PROVIDED PASSAGE |
She was so reluctant to share her own personal stories that she said her latest release, Bad Child, was about someone else in an interview. In reality, it's an honest depiction of her childhood, a topic on which she never thought she would release a song.
"I said it was about someone else because I wasn't ready," she says. When the song was released, she saw how much her fans connected with it.
"I realised straight away you can't release a song and say it's not about you, when it is, because when fans connect to it, you want to [to be able] be like, 'you're the person I'm writing it for'.
"You've got to be honest because otherwise, you ruin the connection between you and your fans."
When Tones and I speak, we're both confined to our homes because of a pandemic. For me, the writer who spends a lot of time indoors anyway, I'm getting used to it. For a chart-topping musician like Toni Watson, the artist has had to delay what she loves doing, performing shows.
"I've definitely made sure that I said to my team, I want them [the shows] to be postponed. I don't want it to be a cancellation, I have to go back and see those faces and play those shows," she says.
What's next for Tones and I? She says she doesn't feel the pressure to replicate the success of Dance Monkey. Because of the pandemic, she's decided to release a longer album than planned, and teased a collaboration with one of her favourite artists of all time.
"If my fans are going to support me, I'm going to do my best to make them happy."
LOWDOWN Who: Australian pop singer Tones and I What: New single Bad Child has just been released When: It's out now
MORE SONGS ABOUT MONKEYS
Our animal cousins have long been a source of musical inspiration. Here's some of our faves.
Everybody's Got Something to Hide Except for Me and My Monkey The Beatles John Lennon's wild rocker is, he claimed, a love song. "It was about me and Yoko," he said at the time. "Everybody seemed to be paranoid except for us two, who were in the glow of love." However, fellow Beatle Paul McCartney had a different interpretation reckoning that 'monkey' was street slang for heroin. Were Lennon and his monkey hiding something after all?

RAW DATA |
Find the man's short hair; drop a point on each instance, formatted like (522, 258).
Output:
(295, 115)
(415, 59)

--

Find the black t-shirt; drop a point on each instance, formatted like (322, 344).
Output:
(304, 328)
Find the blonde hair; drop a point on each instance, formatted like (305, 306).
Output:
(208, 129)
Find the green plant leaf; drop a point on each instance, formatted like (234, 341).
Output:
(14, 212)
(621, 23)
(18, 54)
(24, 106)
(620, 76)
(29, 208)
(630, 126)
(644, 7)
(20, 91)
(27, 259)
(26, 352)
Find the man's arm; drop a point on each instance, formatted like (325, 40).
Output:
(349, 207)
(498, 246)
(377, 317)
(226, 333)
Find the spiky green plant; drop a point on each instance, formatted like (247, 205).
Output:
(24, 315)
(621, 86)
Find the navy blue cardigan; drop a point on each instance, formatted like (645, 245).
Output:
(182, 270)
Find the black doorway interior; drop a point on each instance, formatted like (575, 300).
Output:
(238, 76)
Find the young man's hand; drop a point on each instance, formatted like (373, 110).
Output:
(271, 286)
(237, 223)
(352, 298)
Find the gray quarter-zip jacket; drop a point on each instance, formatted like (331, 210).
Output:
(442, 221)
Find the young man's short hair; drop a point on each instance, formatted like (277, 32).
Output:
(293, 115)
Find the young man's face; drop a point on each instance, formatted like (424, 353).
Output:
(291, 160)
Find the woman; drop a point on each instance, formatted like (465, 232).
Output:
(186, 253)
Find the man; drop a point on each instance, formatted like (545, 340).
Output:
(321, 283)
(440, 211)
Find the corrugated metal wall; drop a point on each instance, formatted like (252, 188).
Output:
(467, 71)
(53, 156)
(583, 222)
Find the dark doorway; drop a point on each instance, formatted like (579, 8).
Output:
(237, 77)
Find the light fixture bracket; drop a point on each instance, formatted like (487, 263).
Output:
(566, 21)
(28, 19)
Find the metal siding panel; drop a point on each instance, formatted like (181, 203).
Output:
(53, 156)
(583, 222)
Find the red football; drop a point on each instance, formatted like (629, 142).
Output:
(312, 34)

WORK INSTRUCTIONS |
1) Retype the piece on Tones and I word for word, starting at "She was so reluctant" and ending at "connected with it.".
2) Extend the piece on Tones and I and songs about monkeys, picking up right after its last sentence.

ANSWERS GIVEN |
1)
She was so reluctant to share her own personal stories that she said her latest release, Bad Child, was about someone else in an interview. In reality, it's an honest depiction of her childhood, a topic on which she never thought she would release a song.
"I said it was about someone else because I wasn't ready," she says. When the song was released, she saw how much her fans connected with it.

2)
Brass Monkey Beastie Boys
Not a song about being extremely cold, instead this party track from the Beastie Boys bratty debut Licensed to Ill chronicles the feeling, effects and aftermath of drinking the cocktail known as the Brass Monkey. If you want to try it during lockdown it's fairly simple: one part vodka, one part orange juice and one part dark rum served over ice.
Black Francis' ode to humanity's wanton destruction of the world wraps its harsh environmental warning about ocean dumping and ozone burning in a sustainable wrapper of religion, Hebrew numerolgy and Greek mythology. Which is a lot to cram into a song that doesn't even run three minutes. On top of that, it's more catchy than a chimp swinging through the trees. Such is the genius of classic era Pixies.
Monkey Wrench Foo Fighters
One of the great opening riffs of all time. Monkey Wrench comes charging at you like a pissed-off gorilla that wants you out of his personal space yesterday. Fitting as the song is all about the failing of Foo Fighters frontman Dave Grohl's four-year marriage and the feels he had over that. An amicable split? Um, no. Sounds like it wasn't . . .
Blue Monkey Suzanne Paul
But wait . . . there's more. No self-respecting listicle about Monkey songs is complete with this Kiwi . . . well, classic isn't the right word . . . um, song? Yeah, this Wiwi song by infomercial queen Suzanne Paul. Over a generic four-to-the-floor dance beat, Paul repeats some famous lines from her ads as well as a few dancefloor-filling adlibs like, "Why are ya sitting? You could be knitting," and "Ooo, what are ya like?". "Loads of fun!" she exclaims at one point, which leads me to suspect she was listening to a different song.